▶ _PROMPT_
Read the listing below and copy out each line where the word "jacket" occurs.

▶ _RECORDS FOR THE TASK_
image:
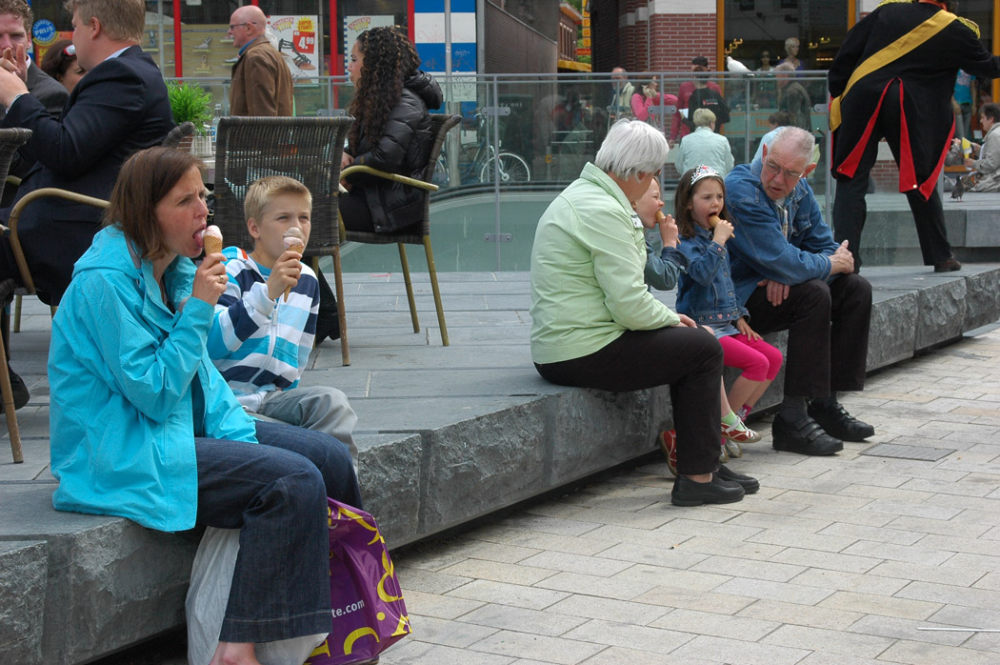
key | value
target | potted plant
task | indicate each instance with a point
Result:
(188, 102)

--

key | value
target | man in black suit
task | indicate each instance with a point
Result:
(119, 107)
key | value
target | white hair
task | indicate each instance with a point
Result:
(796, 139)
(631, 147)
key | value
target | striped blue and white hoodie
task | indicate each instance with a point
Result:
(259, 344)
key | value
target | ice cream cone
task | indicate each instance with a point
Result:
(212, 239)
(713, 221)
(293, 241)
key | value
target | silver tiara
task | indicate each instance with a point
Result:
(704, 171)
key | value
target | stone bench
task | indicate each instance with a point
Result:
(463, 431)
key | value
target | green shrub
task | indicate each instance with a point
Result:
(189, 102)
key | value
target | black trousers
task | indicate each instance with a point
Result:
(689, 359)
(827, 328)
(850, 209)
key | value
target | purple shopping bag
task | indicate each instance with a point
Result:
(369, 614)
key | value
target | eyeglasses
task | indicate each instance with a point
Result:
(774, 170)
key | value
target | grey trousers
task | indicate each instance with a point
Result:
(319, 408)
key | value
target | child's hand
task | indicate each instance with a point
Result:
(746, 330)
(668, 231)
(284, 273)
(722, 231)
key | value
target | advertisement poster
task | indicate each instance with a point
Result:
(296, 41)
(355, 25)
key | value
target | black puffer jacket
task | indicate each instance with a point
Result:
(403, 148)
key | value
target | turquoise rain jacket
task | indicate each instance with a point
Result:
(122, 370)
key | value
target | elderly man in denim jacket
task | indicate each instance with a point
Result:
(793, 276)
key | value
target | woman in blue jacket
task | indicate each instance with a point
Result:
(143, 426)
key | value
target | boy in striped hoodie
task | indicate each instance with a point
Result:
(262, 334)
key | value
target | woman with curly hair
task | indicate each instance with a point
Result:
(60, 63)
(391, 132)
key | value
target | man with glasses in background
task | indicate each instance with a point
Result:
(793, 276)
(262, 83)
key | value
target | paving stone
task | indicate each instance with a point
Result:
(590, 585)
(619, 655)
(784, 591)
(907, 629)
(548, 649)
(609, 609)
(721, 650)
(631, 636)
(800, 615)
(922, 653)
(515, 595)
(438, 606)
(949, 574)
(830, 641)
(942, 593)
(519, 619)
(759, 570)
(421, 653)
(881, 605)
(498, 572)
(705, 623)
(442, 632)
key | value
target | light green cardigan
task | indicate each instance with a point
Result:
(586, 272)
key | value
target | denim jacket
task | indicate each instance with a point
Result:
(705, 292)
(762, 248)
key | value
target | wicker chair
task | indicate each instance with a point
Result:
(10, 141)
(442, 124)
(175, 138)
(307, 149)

--

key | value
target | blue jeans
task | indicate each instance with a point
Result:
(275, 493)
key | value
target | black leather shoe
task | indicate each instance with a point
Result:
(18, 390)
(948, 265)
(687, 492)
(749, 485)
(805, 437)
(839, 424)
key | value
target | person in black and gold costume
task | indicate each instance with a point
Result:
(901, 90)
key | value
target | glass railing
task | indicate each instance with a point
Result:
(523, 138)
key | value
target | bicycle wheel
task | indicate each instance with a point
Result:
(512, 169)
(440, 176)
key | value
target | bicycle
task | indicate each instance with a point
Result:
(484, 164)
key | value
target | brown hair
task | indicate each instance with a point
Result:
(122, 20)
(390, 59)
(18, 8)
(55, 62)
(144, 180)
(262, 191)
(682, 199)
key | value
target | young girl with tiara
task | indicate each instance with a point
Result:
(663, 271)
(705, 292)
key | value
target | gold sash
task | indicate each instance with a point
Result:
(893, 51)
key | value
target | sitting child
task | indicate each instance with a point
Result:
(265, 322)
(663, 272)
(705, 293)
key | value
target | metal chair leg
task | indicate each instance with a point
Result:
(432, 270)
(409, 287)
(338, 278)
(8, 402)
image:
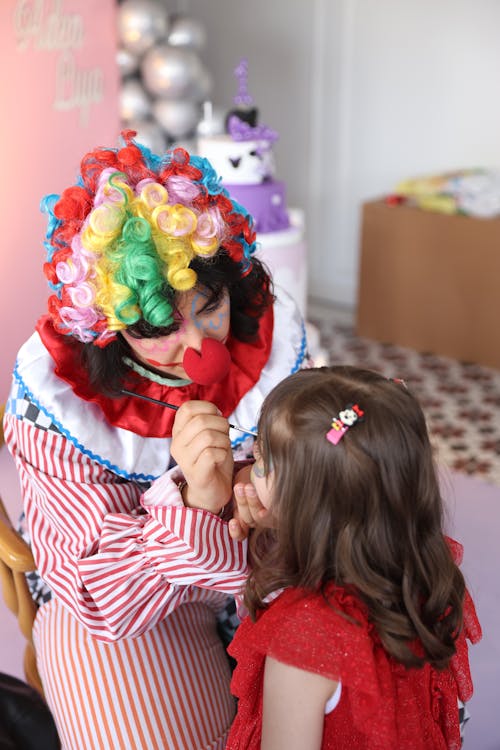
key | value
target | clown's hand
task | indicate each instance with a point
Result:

▶ _RESPONSE TO THIS TASK_
target | black puffer jacket
target | turquoise rain jacket
target | elderly man in denim jacket
target | woman in blue jacket
target | denim jacket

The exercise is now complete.